* [What is asked]:
1. In the motorcycle forum thread on rear-tire grip, how much did the previous owner of the SV650 weigh?
2. Duplicate the motorcycle forum thread on rear-tire grip word for word, starting at "Classic example was" and ending at "problem went away.".
3. Carry the motorcycle forum thread on rear-tire grip forward from the end of its final post, writing the next portion of the discussion.

Reckon you need some ape-hangers so your body is more rearward, thus placing weight over the rear wheel. I'll be here all night if you need more advice.
Reckon you need some ape-hangers so your body is more rearward, thus placing weight over the rear wheel. I'll be here all night if you need more advice.
Caveat: little practical experience of my own.
Google 'tyre grip vs temperature' and quite a few interesting discussions pop up, most of them from the car world. General consensus from what I can find is that there's a temperature optimum for max. grip. Go under and your tyres are slippy; go over and it's the same story.
One of the more interesting points was that it's not just temperature. Inflation, grip pattern, carcass flex etc etc all seem to influence each other.
Sorry that I can't be more help than this... would it be worth running some tests?
Youre going into the corner too slow.
Faster entry means less throttle to exit. Problem solved.
Classic example was a local guy here I know low sided hsi SV650 a couple of times and was getting odd wheel spin. We talked it through and I asked about where the bike / shock (an Ohlins) etc had come from. The old owner weighed 120kg plus gear. New Owner, may be 70kg......new spring and I think valving to suit and the problem went away.

* [Listed records]:
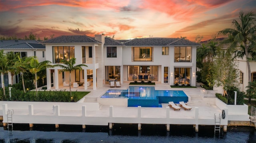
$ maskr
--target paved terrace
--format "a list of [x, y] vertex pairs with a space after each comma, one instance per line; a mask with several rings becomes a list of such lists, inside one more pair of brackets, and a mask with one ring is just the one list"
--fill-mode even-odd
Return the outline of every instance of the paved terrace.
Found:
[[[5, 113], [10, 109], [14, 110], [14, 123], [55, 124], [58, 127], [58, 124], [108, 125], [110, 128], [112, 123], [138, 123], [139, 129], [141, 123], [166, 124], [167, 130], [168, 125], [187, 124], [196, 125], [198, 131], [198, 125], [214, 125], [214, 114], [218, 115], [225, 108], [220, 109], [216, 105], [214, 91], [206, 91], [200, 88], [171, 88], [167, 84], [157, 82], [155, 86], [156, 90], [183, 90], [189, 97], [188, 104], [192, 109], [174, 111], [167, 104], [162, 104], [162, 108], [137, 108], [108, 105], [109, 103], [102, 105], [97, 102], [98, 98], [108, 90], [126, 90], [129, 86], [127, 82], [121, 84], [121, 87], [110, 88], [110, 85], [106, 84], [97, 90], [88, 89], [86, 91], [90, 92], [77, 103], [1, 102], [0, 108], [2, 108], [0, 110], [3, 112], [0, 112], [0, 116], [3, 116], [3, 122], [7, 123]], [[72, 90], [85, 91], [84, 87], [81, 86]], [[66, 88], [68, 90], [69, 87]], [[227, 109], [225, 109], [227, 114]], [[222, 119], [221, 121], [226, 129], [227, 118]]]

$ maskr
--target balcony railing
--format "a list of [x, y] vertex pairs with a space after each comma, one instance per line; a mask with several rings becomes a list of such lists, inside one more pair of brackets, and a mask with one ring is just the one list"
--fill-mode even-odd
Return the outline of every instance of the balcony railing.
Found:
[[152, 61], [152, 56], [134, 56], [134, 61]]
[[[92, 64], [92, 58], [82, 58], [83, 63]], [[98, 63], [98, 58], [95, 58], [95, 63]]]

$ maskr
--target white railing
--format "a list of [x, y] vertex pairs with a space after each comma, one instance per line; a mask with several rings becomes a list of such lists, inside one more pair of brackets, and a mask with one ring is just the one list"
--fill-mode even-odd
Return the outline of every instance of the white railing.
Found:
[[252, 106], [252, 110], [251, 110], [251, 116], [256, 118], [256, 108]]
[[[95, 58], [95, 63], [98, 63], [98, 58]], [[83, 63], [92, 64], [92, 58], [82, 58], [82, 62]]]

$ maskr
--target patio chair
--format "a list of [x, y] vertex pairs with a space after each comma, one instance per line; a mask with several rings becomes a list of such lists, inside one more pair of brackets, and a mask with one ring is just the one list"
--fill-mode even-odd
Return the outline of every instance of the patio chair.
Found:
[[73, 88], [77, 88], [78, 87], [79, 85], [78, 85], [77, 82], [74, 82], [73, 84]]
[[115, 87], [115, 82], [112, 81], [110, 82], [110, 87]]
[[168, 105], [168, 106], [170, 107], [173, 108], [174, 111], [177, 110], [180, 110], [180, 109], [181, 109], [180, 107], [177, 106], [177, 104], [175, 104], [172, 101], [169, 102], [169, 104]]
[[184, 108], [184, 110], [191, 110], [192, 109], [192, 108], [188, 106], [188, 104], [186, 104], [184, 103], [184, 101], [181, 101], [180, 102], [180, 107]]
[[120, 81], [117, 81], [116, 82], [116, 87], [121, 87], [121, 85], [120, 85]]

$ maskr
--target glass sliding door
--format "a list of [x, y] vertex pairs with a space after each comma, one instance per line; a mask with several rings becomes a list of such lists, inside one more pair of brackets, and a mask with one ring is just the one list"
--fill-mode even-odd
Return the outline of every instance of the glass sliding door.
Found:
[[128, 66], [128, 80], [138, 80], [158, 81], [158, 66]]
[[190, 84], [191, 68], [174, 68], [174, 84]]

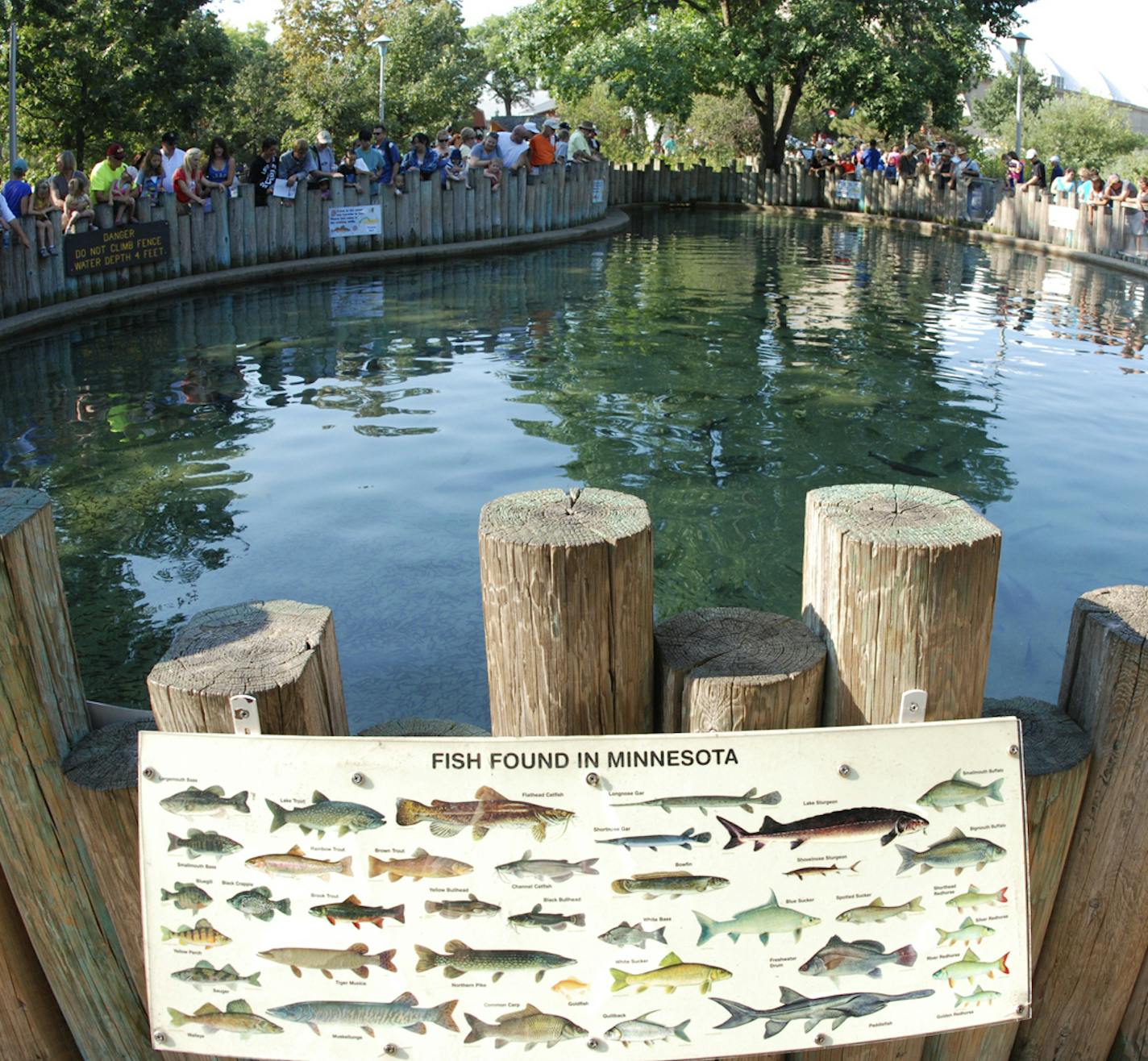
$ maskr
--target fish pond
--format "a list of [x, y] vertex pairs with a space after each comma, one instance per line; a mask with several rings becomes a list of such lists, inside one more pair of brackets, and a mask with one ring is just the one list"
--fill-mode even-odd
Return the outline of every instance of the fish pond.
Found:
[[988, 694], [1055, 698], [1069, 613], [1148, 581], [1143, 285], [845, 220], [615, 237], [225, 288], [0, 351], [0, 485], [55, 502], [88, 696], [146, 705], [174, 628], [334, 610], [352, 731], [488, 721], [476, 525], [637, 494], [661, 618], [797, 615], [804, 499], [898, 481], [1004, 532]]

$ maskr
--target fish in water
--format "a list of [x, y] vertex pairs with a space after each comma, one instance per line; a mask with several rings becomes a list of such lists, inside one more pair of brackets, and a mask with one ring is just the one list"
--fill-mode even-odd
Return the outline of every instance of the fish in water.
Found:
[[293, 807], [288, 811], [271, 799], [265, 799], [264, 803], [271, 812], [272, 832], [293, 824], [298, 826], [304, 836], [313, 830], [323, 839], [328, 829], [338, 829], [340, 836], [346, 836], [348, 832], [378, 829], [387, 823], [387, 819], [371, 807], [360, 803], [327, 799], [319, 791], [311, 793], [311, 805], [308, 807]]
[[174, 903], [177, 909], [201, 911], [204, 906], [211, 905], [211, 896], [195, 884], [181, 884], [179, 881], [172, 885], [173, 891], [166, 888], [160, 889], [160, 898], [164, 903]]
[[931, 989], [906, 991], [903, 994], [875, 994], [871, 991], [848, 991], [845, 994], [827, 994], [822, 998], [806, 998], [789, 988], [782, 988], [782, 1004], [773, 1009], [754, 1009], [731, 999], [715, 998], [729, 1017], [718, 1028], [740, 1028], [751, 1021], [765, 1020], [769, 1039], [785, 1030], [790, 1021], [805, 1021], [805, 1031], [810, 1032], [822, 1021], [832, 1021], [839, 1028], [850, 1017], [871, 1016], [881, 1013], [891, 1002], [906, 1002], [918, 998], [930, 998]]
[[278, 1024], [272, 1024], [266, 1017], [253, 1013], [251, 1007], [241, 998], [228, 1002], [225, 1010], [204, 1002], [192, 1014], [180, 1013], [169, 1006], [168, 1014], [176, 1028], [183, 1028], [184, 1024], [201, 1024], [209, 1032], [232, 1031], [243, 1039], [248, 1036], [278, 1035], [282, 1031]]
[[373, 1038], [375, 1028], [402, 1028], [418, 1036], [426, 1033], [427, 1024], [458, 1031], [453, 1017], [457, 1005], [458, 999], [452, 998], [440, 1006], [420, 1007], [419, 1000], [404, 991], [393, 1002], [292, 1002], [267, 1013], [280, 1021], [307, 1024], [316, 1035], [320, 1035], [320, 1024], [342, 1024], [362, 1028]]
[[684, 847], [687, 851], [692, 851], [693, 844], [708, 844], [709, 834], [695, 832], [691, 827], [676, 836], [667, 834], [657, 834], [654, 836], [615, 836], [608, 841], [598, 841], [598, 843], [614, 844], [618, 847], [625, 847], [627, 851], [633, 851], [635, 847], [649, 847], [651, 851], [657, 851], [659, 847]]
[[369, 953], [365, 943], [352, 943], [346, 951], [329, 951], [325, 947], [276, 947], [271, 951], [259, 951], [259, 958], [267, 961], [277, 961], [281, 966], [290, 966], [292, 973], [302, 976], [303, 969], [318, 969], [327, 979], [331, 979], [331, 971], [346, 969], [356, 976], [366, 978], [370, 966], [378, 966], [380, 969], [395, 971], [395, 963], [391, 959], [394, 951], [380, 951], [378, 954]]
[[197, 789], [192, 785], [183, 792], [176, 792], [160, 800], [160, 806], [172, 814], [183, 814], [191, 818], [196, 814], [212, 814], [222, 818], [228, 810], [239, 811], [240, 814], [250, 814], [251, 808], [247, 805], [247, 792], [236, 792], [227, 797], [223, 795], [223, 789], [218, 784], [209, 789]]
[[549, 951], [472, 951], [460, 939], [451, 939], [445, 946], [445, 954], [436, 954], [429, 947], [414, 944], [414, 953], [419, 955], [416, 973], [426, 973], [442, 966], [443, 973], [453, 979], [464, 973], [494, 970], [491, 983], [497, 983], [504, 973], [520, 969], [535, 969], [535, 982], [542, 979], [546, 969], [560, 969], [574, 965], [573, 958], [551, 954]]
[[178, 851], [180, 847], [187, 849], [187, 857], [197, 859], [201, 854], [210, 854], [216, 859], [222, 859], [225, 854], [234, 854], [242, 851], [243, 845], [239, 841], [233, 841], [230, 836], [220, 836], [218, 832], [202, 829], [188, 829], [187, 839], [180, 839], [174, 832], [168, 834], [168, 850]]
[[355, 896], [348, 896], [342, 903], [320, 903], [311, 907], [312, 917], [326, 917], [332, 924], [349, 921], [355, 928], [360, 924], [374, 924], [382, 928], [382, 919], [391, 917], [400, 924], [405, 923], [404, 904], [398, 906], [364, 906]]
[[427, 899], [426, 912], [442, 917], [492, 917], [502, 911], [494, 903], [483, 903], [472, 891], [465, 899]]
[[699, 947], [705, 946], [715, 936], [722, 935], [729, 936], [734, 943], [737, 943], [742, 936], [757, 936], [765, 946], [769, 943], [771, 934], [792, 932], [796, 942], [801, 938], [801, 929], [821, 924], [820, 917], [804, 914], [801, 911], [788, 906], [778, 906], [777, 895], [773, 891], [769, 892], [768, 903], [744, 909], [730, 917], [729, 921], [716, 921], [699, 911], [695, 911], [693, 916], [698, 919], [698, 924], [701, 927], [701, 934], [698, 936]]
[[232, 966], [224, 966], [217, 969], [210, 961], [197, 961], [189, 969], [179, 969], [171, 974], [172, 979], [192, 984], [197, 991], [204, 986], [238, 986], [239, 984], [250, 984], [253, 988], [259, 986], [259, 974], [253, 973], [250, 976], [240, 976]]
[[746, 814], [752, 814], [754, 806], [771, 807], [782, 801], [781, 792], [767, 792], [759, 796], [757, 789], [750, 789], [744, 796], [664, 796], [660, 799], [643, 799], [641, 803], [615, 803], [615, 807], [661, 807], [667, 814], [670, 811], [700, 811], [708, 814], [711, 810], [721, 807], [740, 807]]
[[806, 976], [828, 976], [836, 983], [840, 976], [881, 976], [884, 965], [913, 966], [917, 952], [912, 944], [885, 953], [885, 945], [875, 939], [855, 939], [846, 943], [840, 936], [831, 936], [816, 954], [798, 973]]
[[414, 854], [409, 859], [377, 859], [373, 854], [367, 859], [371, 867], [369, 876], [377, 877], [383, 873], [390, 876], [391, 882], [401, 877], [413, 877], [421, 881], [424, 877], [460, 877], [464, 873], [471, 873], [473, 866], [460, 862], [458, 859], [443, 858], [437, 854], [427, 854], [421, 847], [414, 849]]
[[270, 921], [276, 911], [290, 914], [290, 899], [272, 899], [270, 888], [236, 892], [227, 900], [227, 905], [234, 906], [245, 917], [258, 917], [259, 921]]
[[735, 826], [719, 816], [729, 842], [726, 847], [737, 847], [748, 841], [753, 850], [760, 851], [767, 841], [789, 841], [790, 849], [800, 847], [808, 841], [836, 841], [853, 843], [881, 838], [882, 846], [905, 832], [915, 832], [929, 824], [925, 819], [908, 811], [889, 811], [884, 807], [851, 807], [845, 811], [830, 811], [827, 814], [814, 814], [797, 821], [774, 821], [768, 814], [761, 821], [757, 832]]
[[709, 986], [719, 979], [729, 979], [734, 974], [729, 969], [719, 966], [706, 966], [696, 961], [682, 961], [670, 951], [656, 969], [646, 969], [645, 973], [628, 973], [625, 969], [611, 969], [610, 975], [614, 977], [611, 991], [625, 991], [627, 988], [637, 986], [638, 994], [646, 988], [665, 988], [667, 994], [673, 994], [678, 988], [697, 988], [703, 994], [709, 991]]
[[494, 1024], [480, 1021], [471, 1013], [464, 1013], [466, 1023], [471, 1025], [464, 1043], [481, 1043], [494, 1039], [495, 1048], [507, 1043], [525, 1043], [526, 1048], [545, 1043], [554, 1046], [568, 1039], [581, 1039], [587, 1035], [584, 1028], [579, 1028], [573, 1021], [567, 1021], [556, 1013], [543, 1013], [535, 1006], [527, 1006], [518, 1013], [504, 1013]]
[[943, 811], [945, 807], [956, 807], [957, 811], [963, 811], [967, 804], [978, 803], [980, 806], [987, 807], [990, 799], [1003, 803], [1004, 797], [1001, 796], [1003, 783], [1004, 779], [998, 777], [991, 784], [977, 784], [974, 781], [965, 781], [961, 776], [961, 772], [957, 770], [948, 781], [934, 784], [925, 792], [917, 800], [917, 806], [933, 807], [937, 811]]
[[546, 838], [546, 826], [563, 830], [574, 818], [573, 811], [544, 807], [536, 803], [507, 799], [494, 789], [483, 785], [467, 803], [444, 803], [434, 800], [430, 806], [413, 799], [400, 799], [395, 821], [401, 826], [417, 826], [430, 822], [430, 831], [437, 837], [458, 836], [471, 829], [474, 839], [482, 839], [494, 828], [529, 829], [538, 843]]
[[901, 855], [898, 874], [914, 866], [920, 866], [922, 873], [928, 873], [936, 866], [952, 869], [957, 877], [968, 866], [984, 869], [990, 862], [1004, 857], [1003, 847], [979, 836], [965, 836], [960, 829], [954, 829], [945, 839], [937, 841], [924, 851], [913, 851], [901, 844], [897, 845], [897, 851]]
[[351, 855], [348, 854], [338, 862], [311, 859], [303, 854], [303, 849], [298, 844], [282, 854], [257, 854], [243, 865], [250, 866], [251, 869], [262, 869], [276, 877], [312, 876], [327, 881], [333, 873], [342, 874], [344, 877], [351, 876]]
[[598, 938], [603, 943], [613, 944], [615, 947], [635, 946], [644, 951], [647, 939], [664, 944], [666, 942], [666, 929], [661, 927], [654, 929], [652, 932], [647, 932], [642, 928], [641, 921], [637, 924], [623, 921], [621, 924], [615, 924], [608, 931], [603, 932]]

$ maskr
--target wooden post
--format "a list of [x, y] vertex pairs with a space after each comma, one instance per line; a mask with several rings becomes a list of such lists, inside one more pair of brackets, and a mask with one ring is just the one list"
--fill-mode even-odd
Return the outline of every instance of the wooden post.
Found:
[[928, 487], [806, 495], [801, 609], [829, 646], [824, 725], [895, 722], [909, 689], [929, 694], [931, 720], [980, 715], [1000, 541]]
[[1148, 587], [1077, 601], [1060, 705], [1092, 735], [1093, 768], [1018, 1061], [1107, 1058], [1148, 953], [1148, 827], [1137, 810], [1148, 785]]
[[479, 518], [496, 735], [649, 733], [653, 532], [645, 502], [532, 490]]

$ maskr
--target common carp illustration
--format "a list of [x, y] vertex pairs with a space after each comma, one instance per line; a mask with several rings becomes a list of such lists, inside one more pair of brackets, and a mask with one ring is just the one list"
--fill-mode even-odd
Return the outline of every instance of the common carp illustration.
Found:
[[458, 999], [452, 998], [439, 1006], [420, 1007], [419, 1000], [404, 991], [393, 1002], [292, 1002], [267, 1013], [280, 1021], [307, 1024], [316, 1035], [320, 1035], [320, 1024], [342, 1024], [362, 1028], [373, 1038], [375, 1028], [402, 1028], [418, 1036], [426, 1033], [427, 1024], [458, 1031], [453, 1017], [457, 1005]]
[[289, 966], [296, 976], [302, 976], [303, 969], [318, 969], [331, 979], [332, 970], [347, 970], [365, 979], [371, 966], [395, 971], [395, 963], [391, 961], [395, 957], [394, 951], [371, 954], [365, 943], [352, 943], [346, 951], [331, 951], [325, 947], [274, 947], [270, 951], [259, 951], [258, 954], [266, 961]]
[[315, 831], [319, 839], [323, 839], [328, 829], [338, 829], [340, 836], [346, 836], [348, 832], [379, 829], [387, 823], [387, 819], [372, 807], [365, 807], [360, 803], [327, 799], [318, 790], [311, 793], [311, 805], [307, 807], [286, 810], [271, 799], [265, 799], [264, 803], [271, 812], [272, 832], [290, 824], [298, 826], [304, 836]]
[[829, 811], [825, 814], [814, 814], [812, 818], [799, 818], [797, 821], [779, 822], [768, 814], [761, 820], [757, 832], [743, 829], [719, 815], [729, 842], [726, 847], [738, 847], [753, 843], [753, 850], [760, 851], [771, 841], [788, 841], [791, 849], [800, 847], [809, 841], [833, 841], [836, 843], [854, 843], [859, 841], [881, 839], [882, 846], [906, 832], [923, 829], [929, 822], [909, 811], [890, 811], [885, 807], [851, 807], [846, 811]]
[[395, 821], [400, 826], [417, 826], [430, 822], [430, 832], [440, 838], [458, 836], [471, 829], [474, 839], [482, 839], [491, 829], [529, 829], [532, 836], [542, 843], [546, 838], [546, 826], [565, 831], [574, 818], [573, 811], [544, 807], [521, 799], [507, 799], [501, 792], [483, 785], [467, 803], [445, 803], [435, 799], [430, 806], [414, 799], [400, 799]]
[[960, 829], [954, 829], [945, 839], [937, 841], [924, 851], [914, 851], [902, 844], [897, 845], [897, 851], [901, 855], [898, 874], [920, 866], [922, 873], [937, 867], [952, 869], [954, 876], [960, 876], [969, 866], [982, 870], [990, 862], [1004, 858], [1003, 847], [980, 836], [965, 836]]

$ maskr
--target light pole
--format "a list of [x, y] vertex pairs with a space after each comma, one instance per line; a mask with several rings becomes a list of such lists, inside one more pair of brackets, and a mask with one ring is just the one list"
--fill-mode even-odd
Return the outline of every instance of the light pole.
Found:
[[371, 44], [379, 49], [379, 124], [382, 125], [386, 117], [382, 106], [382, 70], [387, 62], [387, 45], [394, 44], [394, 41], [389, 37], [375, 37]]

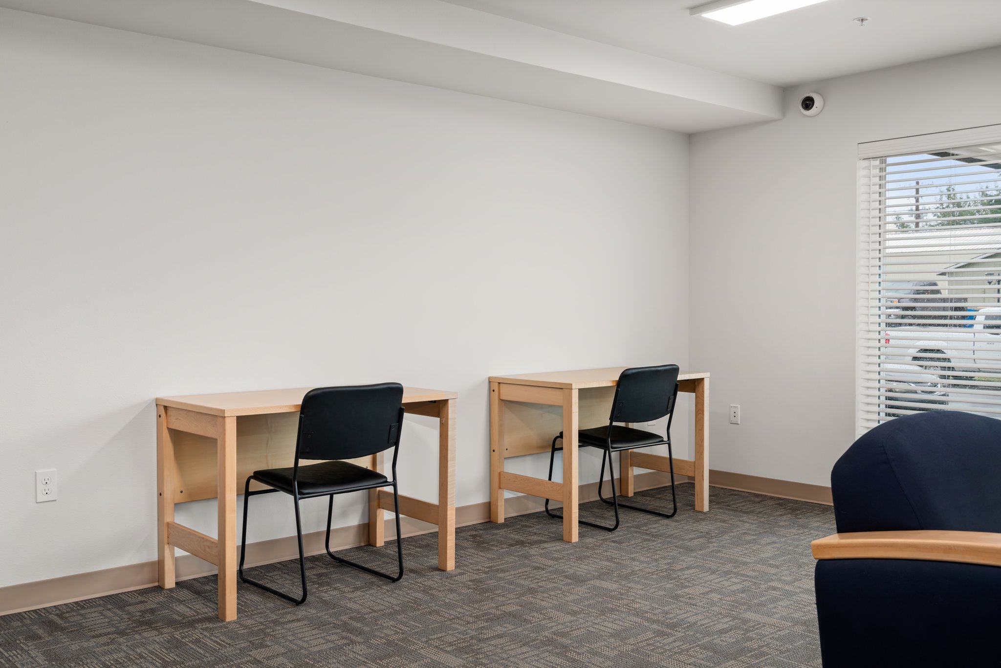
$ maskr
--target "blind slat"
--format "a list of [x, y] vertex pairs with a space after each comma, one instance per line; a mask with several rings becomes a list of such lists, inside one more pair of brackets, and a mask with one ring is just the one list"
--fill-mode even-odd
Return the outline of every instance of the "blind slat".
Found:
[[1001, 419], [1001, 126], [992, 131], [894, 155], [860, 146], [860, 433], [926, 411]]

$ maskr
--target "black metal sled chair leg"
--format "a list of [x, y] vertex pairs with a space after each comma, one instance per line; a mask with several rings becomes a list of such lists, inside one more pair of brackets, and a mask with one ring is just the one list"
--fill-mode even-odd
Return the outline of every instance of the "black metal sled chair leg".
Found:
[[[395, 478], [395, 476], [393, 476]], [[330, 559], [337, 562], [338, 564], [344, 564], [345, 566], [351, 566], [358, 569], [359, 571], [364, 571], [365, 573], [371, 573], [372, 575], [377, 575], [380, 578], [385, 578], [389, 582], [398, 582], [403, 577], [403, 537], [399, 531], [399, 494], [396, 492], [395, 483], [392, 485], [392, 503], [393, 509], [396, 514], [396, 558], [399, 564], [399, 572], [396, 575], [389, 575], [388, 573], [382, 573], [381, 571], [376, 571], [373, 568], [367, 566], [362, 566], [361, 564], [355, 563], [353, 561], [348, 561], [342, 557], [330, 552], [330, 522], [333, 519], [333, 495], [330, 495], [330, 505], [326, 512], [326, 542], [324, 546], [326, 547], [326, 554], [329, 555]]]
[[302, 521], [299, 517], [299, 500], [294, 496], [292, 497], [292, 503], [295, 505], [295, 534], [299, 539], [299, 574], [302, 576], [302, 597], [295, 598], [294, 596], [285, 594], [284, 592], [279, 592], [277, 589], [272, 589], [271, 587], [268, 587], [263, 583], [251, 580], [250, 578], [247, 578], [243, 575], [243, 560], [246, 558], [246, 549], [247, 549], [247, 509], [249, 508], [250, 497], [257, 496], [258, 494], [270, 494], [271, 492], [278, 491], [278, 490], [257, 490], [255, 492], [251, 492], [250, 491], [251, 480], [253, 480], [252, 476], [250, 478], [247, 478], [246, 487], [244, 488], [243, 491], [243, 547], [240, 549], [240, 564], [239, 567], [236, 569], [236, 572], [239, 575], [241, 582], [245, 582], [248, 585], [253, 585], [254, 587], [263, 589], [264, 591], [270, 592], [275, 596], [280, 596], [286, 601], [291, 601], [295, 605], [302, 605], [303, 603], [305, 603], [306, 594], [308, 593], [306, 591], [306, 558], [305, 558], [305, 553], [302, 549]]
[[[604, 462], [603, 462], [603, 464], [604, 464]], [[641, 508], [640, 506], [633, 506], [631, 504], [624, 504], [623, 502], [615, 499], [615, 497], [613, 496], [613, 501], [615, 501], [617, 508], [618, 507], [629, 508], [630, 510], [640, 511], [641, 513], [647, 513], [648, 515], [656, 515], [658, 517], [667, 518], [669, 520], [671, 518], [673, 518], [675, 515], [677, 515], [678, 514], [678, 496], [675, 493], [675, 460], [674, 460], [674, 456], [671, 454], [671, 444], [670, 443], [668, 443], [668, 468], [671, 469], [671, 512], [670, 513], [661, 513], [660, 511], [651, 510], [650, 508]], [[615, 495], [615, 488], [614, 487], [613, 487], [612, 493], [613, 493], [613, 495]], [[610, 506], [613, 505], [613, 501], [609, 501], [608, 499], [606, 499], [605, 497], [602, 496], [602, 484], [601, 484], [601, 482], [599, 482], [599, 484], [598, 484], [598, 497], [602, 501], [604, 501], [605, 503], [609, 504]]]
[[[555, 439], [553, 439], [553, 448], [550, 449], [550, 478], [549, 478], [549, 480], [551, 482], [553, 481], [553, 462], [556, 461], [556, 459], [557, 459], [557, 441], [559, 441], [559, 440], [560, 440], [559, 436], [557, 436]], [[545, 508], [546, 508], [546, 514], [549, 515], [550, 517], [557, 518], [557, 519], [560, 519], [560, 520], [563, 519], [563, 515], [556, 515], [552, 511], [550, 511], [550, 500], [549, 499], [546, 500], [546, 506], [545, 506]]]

* [Expected answers]:
1. The previous owner weighed 120 kg plus gear.

2.
Classic example was a local guy here I know low sided hsi SV650 a couple of times and was getting odd wheel spin. We talked it through and I asked about where the bike / shock (an Ohlins) etc had come from. The old owner weighed 120kg plus gear. New Owner, may be 70kg......new spring and I think valving to suit and the problem went away.

3.
Ken McIntosh and I were talking earlier this year as I was in his work shop and he and Pete were telling me a couple of things which get over looked. How much chain slack is the when the countershaft, rear axle and swng arm pivot line up? What happens when there's not enough? Does it stop the rear suspension from compressing beyond that binding point? What effect does that have on other things like traction, swing arm alignment, counter shaft bearings!
From what I can tell, some bikes don't have enough slack as a stock figure....oops!
Look beyond just is "okay or good or bad. Look at what is actually happening with it.
Eg chain: It's not just are the links okay. Look to see whether it has enough slack to allow the countershaft, swing arm pivot and rear axle to line up. Take your shock out. Rotate the swing arm so they line up. Does it move freely through this point? Is the chain worn, stretched clean and lubed and free?
Have you done you static sag figures? if not, or you don't know what this is. Go to Jail and do not collect $200! Go find out what it is. That could easily be 100% of your problem.
Bumps: Who cares whether there is or not. The rear suspension needs to compress and move as part of the dynamic that creates traction, irrespective.
Tyres: I'll ask again. What pressure rise are you seeing. Google Dave Moss Tuning.
I think you need to do some serious learning in all of these areas. There's good books around like Sports Bike suspension tuning by Andrew Trevitt. Go start reading so you at least understand what you are dealing with.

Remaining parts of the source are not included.